- [WHAT TO WORK ON]
Rewrite all of the material below, changing every "annotate" to "label" and keeping everything else the same. Leave the pictures out.

- [DATA EXCERPTS]
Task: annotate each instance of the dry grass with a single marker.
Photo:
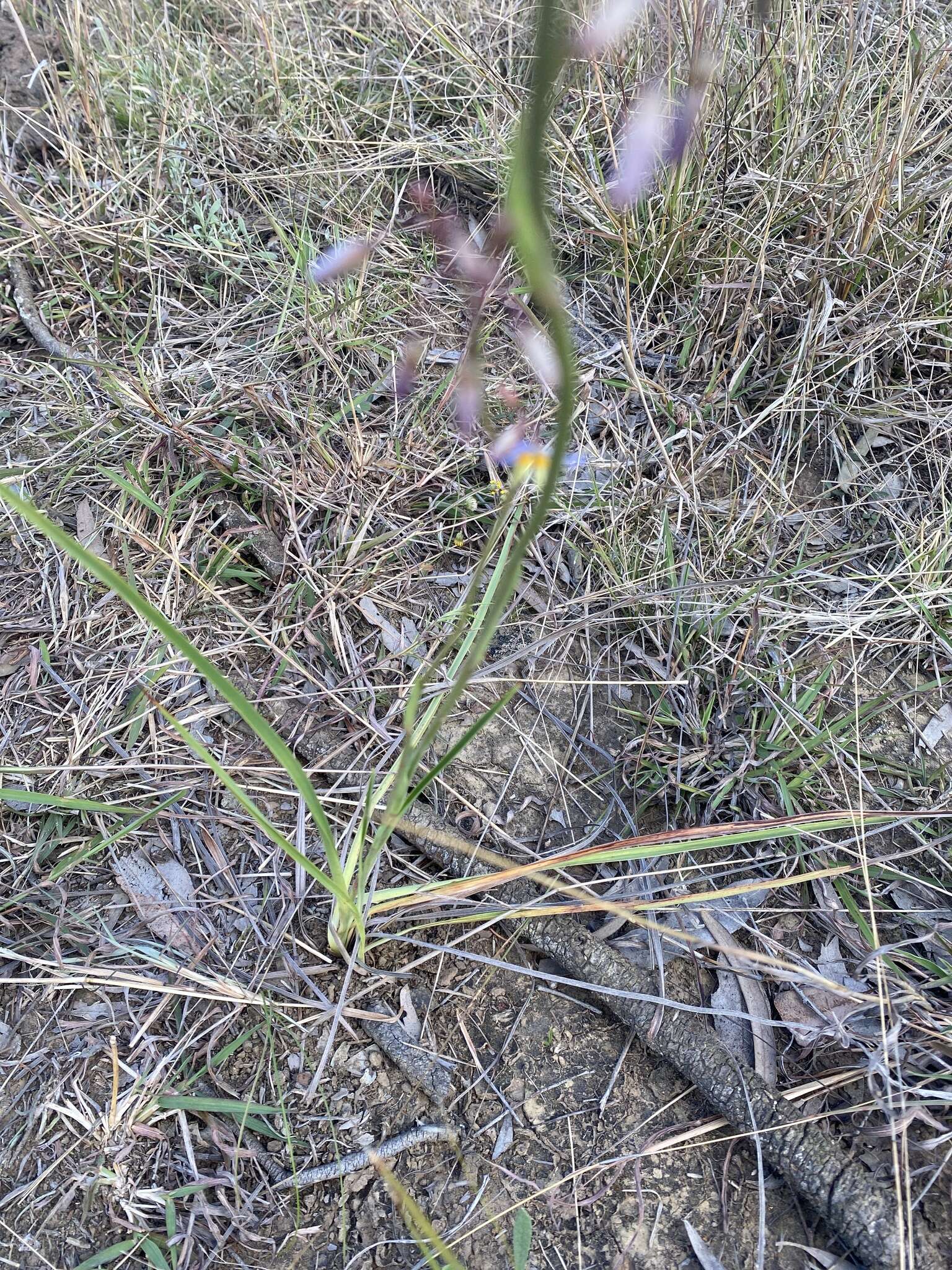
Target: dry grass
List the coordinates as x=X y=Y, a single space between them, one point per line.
x=739 y=611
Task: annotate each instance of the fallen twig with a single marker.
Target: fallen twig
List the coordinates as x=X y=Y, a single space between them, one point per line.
x=818 y=1166
x=357 y=1160
x=32 y=319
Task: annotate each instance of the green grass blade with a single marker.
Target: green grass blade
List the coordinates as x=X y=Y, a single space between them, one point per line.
x=239 y=703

- [ANSWER TO THIS EXERCISE]
Task: label each instance of the dry grass with a single marker.
Photo:
Target: dry grass
List the coordinates as x=X y=Y, a single space between them, one point per line.
x=739 y=611
Task: label each instance of the fallen twig with a single marker.
Target: fallen twig
List the coordinates as x=X y=Y, a single space between them, one point per line.
x=818 y=1166
x=357 y=1160
x=32 y=319
Task: label each instance of the green grass blade with a single marker.
Target: green grass blade
List the coordinates as x=X y=Y, a single space between them, one point per line.
x=239 y=703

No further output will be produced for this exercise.